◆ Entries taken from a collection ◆
______________________________

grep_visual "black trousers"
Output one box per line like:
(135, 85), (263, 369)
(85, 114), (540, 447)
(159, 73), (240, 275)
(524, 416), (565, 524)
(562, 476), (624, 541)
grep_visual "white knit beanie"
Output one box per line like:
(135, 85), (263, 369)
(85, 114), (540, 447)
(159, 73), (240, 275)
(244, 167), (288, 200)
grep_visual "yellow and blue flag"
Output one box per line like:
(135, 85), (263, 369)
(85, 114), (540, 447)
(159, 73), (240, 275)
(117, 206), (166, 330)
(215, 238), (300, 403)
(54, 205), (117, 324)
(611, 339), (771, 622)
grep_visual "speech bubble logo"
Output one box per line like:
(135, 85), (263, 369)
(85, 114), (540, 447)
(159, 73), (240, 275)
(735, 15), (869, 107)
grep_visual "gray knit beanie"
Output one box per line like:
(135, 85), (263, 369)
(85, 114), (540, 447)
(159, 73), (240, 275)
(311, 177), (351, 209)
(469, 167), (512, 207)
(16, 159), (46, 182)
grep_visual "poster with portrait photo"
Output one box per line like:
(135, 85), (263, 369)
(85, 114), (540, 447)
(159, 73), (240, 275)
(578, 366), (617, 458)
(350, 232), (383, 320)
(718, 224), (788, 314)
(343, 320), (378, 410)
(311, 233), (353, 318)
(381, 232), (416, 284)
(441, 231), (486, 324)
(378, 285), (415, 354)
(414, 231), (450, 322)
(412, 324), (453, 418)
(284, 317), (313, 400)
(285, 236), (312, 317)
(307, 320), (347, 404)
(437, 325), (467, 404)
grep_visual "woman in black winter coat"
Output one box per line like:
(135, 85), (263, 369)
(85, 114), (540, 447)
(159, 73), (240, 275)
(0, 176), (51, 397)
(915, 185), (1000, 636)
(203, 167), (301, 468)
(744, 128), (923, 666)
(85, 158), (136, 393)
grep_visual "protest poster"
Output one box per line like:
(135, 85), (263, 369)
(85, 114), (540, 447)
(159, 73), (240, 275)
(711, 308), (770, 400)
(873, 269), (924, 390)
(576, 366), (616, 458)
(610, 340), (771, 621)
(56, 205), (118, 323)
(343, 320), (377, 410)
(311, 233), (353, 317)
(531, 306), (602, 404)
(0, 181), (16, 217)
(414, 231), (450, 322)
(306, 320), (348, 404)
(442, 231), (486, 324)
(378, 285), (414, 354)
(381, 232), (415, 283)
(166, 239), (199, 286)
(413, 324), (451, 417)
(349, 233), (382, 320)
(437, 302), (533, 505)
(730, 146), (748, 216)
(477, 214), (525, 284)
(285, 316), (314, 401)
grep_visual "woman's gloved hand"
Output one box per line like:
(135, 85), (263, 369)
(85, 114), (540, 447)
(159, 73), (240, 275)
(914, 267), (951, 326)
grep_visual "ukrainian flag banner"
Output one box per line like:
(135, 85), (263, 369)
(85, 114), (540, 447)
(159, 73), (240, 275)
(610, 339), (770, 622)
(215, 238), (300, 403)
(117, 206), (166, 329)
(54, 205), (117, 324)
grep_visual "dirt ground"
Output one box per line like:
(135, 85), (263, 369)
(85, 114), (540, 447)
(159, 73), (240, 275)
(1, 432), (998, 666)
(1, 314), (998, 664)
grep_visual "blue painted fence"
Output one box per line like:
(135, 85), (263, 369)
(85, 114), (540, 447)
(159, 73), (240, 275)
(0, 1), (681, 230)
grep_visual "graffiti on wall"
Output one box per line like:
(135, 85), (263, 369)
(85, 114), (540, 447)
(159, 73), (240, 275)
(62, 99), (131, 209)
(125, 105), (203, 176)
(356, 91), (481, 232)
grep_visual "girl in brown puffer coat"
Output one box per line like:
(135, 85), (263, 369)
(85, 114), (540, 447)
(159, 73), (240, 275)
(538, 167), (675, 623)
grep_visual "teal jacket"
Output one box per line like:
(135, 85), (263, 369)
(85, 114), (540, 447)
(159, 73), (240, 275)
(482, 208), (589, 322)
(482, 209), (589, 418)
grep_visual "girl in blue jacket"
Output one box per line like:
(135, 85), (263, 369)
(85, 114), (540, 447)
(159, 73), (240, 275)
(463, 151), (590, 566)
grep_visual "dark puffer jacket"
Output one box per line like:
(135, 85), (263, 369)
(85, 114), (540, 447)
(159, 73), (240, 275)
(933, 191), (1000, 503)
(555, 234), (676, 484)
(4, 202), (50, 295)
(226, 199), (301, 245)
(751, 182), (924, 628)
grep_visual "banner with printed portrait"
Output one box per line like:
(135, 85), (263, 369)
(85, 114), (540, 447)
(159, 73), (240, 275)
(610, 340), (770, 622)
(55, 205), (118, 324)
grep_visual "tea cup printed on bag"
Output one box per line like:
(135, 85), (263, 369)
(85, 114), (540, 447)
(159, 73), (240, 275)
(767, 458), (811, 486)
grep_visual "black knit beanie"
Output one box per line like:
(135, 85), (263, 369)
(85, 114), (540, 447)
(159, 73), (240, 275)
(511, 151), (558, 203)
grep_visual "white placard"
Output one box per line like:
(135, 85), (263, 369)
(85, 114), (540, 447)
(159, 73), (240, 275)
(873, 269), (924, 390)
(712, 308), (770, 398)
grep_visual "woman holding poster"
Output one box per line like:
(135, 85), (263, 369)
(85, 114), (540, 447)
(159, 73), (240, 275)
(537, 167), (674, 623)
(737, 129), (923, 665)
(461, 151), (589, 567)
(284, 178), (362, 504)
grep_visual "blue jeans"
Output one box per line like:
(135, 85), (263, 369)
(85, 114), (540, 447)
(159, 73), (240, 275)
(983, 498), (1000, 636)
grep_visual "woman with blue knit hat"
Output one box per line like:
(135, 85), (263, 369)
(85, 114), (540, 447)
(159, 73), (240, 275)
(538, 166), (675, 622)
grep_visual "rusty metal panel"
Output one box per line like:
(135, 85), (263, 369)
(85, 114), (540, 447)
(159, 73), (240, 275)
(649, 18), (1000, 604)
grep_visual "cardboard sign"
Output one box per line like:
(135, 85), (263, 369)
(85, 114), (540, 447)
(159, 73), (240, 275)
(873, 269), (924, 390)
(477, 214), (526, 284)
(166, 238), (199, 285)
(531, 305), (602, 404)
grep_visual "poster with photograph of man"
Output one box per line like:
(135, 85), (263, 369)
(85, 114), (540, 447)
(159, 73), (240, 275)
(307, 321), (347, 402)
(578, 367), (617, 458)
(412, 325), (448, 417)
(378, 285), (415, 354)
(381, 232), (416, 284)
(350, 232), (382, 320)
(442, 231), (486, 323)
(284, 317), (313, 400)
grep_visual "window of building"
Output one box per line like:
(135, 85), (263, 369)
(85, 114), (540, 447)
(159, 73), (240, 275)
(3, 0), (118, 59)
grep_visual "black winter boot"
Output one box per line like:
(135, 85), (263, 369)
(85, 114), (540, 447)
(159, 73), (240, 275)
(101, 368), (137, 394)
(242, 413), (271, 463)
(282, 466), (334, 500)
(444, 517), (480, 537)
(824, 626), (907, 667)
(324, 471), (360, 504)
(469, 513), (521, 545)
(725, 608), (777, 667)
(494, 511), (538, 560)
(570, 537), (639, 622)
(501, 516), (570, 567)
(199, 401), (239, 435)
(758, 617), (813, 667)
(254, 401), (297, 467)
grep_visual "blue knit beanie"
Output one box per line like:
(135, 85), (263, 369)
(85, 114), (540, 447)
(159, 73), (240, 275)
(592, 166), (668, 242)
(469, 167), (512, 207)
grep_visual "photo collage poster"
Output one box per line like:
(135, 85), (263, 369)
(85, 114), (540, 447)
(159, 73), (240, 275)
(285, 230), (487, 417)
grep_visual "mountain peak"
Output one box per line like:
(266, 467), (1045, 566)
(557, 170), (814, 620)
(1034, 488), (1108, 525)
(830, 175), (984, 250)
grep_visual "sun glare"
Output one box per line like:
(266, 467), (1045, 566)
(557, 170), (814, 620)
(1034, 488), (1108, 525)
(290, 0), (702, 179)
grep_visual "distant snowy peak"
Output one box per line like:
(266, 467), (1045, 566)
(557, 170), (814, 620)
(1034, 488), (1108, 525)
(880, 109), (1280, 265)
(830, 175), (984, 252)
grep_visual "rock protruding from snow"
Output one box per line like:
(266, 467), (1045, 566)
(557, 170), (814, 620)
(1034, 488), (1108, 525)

______________________________

Tally the lines in the records above that contain the string "puffer" and report only the tally.

◆ TASK OUTPUT ◆
2